__Stored records__:
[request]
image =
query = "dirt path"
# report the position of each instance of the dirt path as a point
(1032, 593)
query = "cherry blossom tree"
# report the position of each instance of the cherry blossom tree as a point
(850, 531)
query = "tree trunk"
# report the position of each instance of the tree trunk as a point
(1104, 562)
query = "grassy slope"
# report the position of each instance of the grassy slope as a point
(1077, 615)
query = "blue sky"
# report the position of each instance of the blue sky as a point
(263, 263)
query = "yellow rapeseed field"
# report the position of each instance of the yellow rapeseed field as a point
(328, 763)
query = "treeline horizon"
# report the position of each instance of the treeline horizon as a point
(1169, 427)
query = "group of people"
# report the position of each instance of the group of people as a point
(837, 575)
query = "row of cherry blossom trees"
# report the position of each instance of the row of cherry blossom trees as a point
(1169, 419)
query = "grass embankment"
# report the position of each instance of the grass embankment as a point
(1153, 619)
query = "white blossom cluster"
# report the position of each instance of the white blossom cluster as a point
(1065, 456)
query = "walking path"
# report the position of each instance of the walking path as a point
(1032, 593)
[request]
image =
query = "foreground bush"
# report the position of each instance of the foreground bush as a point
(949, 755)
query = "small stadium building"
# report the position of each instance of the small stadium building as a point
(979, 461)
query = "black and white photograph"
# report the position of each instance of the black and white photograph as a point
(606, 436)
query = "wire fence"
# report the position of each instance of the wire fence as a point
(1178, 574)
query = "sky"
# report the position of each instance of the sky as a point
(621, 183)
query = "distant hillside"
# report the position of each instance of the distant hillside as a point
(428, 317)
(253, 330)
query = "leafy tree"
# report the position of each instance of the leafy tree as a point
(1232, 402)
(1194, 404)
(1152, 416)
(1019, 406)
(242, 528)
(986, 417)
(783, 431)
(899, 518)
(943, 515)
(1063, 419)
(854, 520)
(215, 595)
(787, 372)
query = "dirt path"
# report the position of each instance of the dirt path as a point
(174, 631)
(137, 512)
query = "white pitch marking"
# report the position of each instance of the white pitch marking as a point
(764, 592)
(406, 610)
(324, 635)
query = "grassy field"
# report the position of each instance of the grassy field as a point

__Task to carry out__: Please write out every line of the records above without changing a single character.

__Result of the exercise__:
[request]
image =
query = "dirt path"
# report the position of each instance of the dirt path as a point
(1032, 593)
query = "cherry blossom tree"
# report the position of each instance of the cherry blossom tree as a point
(850, 531)
query = "tree trunk"
# report the position of each instance of the tree trunk as a point
(1104, 562)
query = "grassy slope"
# report the position of each instance of the grassy slope as a point
(1077, 615)
query = "blue sky"
# report the position of each instance of the blue sky as a point
(263, 263)
query = "yellow rapeseed field"
# report the position of each instance of the yellow rapeseed field as a point
(328, 763)
query = "treeline horizon"
# report the position of each instance of the treeline horizon as a point
(1169, 427)
query = "group of people"
# report the position of each instance of the group of people as a point
(837, 575)
query = "row of cherry blossom trees"
# report the position of each instance of the row of cherry blossom trees as a point
(1169, 419)
query = "grass embankment"
# report the position of each instance of the grass embankment as a point
(1153, 619)
query = "white blossom cluster"
# report the position of each instance of the white blossom cluster as a point
(1065, 456)
query = "walking path"
# report the position of each instance of the walking path as a point
(1032, 593)
[request]
image =
query = "foreground bush"
# report the position of each instance of the foreground bush as a point
(949, 755)
query = "small stadium building"
# report the position of each instance of the small stadium building as a point
(979, 461)
query = "black and white photograph"
# report the position of each instance of the black and white photograph as a point
(606, 436)
query = "wire fence"
# report the position of each instance of the wire fence as a point
(1178, 574)
query = "sky"
# report the position of each instance of the sky as a point
(621, 183)
query = "distant hillside"
# report the position of each instance of the distant hillside as a point
(428, 317)
(253, 330)
query = "leafy tree"
# report the position of each instance of the leafy tree as a point
(1232, 402)
(1194, 404)
(1152, 416)
(1019, 406)
(242, 528)
(986, 417)
(783, 431)
(899, 518)
(943, 515)
(1063, 419)
(854, 520)
(215, 595)
(787, 372)
query = "dirt path"
# report the position of each instance of the dirt path as a point
(174, 631)
(137, 512)
query = "white pitch marking"
# report the position of each instance of the white pitch marking as a point
(764, 592)
(406, 610)
(324, 635)
query = "grassy field"
# report the position of each instance of the grassy field as a point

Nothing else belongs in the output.